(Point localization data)
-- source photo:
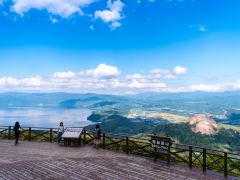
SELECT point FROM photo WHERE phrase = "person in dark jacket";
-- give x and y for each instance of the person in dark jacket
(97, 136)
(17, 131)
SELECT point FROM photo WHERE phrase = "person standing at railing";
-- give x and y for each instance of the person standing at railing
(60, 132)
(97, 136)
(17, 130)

TRY IT >> Write only the number of lines in the data where the string "FROM" can be found.

TASK SOLUTION >> 2